■ Written instruction 1 ■
In the forum thread about a fluted jig for a router, what does MastersHand suggest attaching on the other side of the work piece?
■ Written instruction 2 ■
Duplicate the forum thread from the words "Attach another rail" up to and including the words "(Apr 1, 2010)".

# Fluted jig for router



## mikebuild (Feb 18, 2009)

Hey all,

Trying to make some flat fluted trim for a project. I need the grooves to end short of the ends of the material, so I'm using a plunge base on my router. I have stop blocks clamped to the ends of the material and am using an adjustable guide on the router. The problem I'm having is in keeping the router from wandering. Even when traveling in the correct direction, it still wants to pull off the guided edge. I've seen adjustable jigs that keep the router set to both sides of the material ... any other ways of accomplishing this?

Thanks, Mike.


----------



## MastersHand (Nov 28, 2010)

Attach another rail on the other side of your work piece. Don't pinch it to hard though. If you have a Router Table this is a better option as you can ride fence and put a feather board to stay inline. Draw lines on board where you want flutes to stop and lines on fence at left and right of bit. Remember to keep moving so you don't have a sanding nightmare with burns

Sent from my iPhone using Wood Forum


----------



## jschaben (Apr 1, 2010)

mikebuild said:


> Hey all,
> 
> Trying to make some flat fluted trim for a project. I need the grooves to end short of the ends of the material, so I'm using a plunge base on my router. I have stop blocks clamped to the ends of the material and am using an adjustable guide on the router. The problem I'm having is in keeping the router from wandering. Even when traveling in the correct direction, it still wants to pull off the guided edge. I've seen adjustable jigs that keep the router set to both sides of the material ... any other ways of accomplishing this?
> 
> Thanks, Mike.

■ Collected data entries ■
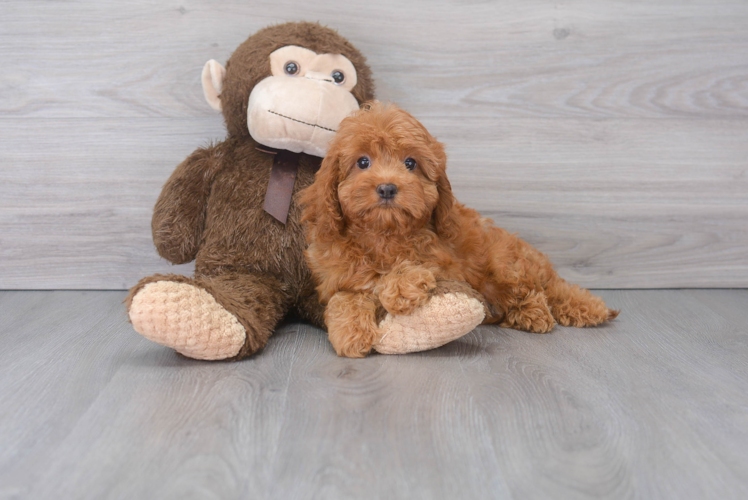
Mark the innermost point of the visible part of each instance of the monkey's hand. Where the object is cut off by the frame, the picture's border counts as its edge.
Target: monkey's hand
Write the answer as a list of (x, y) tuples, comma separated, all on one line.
[(179, 216)]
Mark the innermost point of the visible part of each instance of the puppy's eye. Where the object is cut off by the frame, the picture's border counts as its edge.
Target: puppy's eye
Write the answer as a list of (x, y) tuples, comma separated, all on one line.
[(291, 68), (363, 163), (338, 77)]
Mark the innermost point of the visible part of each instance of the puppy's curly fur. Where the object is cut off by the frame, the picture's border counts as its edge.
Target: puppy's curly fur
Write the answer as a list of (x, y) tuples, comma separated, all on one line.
[(368, 248)]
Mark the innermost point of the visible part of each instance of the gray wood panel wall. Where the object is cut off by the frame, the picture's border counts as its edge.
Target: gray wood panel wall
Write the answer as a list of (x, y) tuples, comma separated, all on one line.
[(613, 135)]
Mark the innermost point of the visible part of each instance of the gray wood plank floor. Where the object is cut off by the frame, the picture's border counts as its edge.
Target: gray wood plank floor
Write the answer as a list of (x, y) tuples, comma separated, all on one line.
[(654, 405)]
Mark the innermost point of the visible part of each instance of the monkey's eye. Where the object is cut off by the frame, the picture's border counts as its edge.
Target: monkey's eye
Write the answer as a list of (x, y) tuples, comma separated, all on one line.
[(291, 68), (338, 77), (363, 163)]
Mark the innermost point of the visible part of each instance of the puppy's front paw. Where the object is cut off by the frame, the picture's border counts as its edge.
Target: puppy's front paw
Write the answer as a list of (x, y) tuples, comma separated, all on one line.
[(404, 290), (531, 314)]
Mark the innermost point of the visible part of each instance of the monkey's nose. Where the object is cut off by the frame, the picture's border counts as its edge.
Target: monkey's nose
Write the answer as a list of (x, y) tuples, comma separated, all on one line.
[(386, 191)]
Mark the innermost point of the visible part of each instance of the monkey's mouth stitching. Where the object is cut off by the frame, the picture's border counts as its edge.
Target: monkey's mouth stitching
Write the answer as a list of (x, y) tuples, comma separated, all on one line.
[(299, 121)]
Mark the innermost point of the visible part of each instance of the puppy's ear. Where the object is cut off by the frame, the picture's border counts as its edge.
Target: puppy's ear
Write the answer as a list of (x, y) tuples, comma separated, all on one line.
[(322, 214), (446, 221)]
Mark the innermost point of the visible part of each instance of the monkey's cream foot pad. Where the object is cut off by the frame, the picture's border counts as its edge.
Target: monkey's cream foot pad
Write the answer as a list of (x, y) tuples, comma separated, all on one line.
[(443, 319), (188, 319)]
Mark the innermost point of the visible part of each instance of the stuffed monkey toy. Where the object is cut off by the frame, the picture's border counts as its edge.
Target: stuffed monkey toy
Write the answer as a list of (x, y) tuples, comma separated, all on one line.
[(232, 207)]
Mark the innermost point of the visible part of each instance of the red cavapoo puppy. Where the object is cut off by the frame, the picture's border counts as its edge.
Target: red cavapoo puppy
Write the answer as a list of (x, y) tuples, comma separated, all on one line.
[(383, 227)]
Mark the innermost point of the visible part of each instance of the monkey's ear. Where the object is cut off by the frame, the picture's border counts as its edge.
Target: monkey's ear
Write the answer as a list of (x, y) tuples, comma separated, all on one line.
[(213, 74)]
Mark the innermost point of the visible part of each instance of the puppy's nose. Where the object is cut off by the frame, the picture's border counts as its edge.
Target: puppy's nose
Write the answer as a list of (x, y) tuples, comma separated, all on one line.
[(387, 191)]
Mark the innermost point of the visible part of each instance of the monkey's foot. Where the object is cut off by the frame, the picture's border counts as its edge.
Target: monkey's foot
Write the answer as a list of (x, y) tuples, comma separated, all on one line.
[(186, 318), (444, 318)]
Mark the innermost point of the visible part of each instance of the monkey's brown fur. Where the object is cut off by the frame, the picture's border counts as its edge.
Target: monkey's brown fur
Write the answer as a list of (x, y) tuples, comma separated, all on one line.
[(210, 209)]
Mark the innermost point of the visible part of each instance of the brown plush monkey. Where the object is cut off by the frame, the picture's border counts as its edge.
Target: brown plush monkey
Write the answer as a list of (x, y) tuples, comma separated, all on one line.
[(232, 206)]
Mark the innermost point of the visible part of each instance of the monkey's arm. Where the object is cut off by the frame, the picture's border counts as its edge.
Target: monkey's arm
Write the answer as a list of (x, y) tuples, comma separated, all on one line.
[(179, 215)]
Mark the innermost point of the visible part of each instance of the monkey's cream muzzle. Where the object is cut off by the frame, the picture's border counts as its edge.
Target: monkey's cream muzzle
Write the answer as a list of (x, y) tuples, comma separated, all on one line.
[(298, 114)]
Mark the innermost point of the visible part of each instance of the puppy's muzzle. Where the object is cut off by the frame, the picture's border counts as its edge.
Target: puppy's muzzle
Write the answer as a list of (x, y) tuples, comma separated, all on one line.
[(386, 191)]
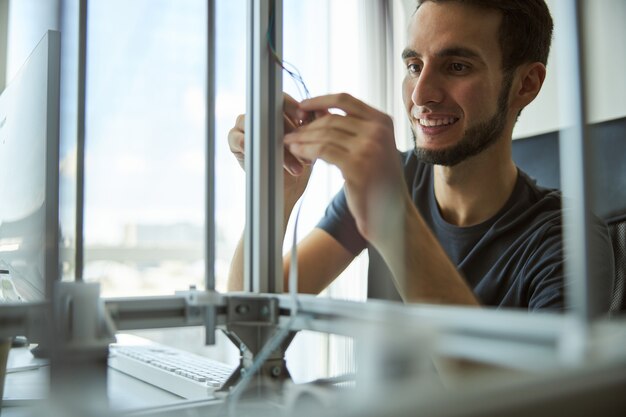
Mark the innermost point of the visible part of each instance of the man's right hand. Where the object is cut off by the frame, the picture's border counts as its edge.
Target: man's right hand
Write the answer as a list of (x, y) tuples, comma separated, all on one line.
[(296, 171)]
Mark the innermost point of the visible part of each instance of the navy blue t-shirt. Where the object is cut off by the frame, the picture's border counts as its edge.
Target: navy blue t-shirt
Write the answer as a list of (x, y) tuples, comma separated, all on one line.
[(514, 259)]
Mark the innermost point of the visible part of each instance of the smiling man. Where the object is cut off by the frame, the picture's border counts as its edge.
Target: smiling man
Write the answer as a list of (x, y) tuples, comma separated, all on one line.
[(454, 220)]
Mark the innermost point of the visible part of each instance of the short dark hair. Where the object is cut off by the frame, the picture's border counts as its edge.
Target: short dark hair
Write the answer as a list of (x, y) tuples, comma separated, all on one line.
[(525, 31)]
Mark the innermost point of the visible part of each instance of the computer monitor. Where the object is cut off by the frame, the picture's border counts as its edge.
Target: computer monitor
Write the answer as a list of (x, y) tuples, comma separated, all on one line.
[(29, 175)]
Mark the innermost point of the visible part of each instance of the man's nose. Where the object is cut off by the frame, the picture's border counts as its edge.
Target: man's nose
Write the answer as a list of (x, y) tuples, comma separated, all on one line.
[(428, 88)]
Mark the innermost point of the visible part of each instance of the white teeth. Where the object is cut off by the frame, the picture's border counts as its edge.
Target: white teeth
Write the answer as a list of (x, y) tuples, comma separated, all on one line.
[(437, 122)]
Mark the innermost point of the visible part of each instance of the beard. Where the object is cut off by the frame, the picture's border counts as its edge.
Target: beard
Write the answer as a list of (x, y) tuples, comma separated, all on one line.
[(475, 140)]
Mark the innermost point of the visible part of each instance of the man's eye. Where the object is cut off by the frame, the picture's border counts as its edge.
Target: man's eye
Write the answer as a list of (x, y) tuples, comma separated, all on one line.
[(413, 68), (458, 67)]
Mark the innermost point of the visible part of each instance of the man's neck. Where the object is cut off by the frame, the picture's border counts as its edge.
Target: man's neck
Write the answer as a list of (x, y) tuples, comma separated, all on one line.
[(476, 189)]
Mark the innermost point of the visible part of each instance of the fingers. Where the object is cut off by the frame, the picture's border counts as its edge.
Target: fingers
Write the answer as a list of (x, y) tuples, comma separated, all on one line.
[(344, 102)]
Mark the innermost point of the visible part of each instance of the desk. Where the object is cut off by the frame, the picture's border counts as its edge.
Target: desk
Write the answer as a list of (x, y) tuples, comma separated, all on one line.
[(26, 389)]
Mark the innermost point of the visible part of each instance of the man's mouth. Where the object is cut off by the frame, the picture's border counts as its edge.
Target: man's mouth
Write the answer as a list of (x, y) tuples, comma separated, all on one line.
[(445, 121)]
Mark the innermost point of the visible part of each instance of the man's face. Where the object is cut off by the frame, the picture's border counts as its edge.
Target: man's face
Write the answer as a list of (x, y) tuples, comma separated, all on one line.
[(455, 93)]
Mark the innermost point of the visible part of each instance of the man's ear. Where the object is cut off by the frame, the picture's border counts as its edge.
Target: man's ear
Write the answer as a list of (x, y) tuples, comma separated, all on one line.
[(528, 83)]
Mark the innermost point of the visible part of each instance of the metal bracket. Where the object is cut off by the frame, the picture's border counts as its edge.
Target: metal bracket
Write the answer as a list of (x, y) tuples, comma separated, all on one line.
[(252, 311), (250, 322)]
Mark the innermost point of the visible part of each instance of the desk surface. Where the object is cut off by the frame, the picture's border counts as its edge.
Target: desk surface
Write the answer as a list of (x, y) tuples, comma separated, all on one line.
[(30, 386)]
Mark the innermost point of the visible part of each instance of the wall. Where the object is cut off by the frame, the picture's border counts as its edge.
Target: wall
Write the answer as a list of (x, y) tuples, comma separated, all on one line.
[(604, 61), (22, 38), (4, 18)]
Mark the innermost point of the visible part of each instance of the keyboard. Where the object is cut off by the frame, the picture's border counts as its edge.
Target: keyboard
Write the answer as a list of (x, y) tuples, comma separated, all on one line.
[(182, 373)]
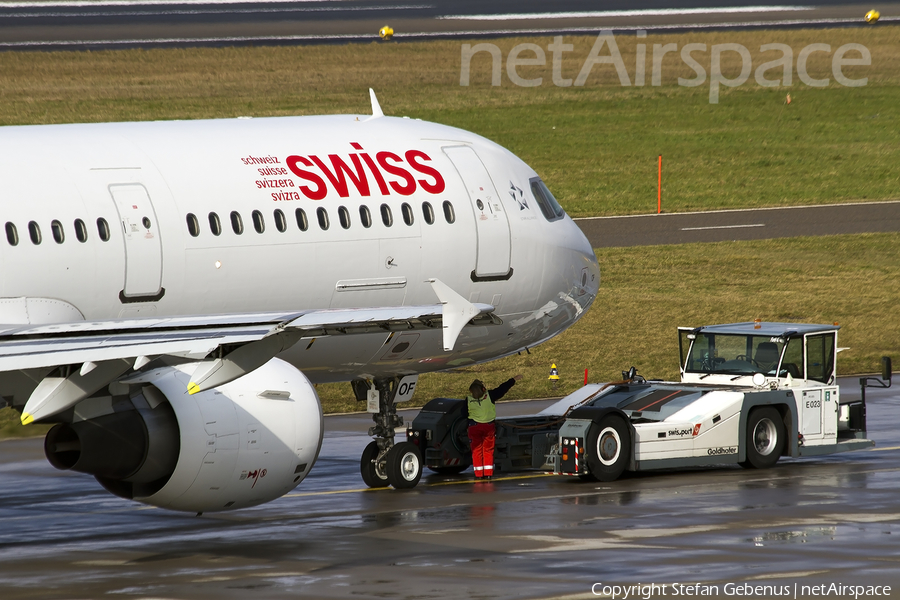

■ Task answer 1 ■
Another rail.

■ Task answer 2 ■
Attach another rail on the other side of your work piece. Don't pinch it to hard though. If you have a Router Table this is a better option as you can ride fence and put a feather board to stay inline. Draw lines on board where you want flutes to stop and lines on fence at left and right of bit. Remember to keep moving so you don't have a sanding nightmare with burns

Sent from my iPhone using Wood Forum


----------



## jschaben (Apr 1, 2010)